MATERIAL TO PROCESS Start Marker

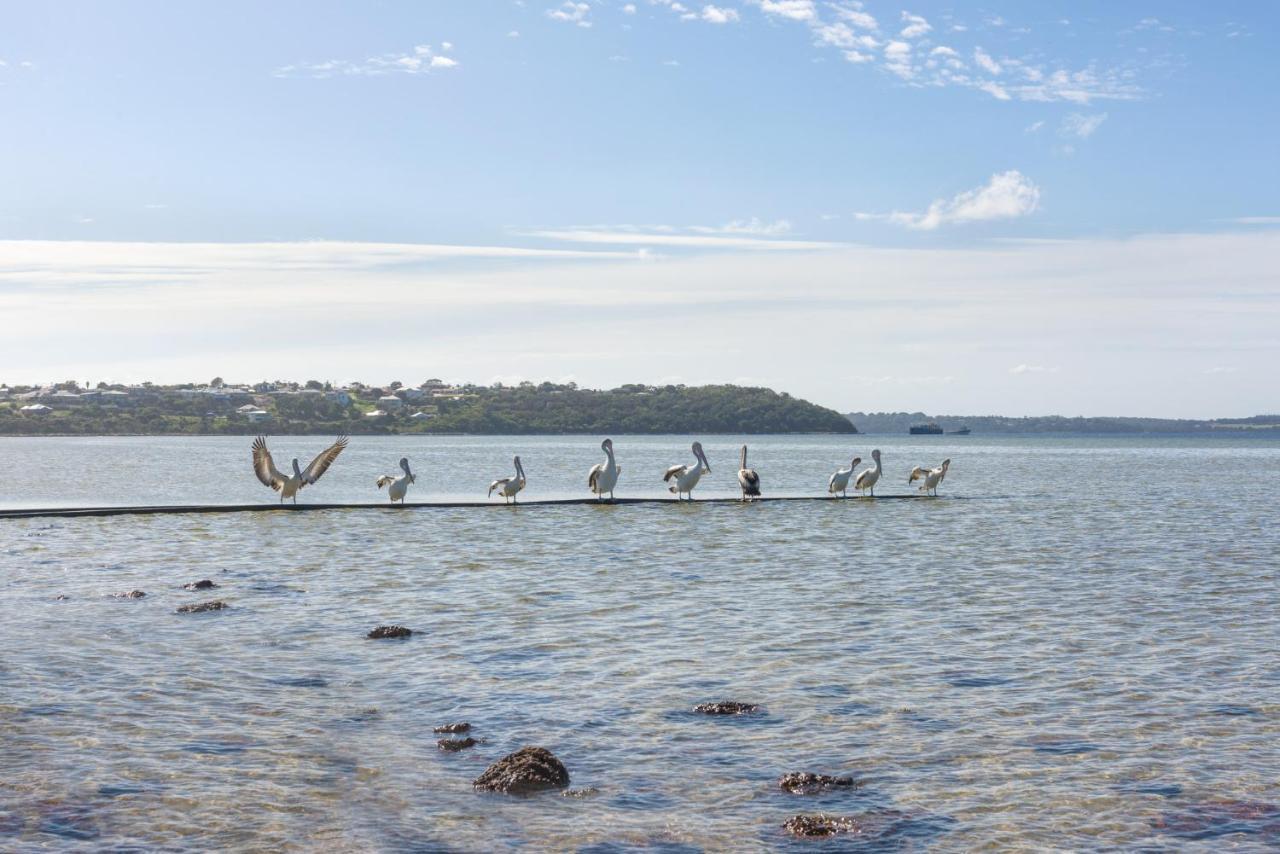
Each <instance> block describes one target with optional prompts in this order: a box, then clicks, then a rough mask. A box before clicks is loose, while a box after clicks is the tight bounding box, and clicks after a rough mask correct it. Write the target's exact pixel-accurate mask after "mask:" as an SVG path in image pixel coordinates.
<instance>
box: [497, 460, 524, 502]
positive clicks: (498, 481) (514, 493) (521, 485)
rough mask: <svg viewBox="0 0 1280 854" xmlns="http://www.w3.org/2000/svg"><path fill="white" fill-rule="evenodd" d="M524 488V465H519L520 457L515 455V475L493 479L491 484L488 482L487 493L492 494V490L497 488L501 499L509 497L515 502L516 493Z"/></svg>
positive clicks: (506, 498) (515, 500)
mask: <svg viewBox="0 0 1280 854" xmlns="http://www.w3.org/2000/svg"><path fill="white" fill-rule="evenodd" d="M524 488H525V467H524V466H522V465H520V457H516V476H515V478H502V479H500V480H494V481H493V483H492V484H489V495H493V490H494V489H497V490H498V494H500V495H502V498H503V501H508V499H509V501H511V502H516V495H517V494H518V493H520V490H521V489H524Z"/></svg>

MATERIAL TO PROCESS End Marker
MATERIAL TO PROCESS Start Marker

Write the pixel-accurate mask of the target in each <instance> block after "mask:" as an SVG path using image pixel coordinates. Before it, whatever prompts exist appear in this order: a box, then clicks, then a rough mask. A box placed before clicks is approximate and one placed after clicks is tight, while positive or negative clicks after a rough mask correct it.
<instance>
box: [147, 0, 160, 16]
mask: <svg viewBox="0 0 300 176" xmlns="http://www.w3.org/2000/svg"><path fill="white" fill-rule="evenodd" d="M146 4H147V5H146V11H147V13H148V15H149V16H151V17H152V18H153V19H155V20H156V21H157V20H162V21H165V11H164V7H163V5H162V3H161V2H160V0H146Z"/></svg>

MATERIAL TO PROCESS End Marker

- **REQUIRED WORK**: Would you please repeat exactly the lines above, starting at the line with "box: [497, 460, 524, 502]" and stopping at the line with "positive clicks: (498, 481)", both included?

- **SOLUTION BELOW**:
box: [497, 460, 524, 502]
positive clicks: (498, 481) (514, 493) (521, 485)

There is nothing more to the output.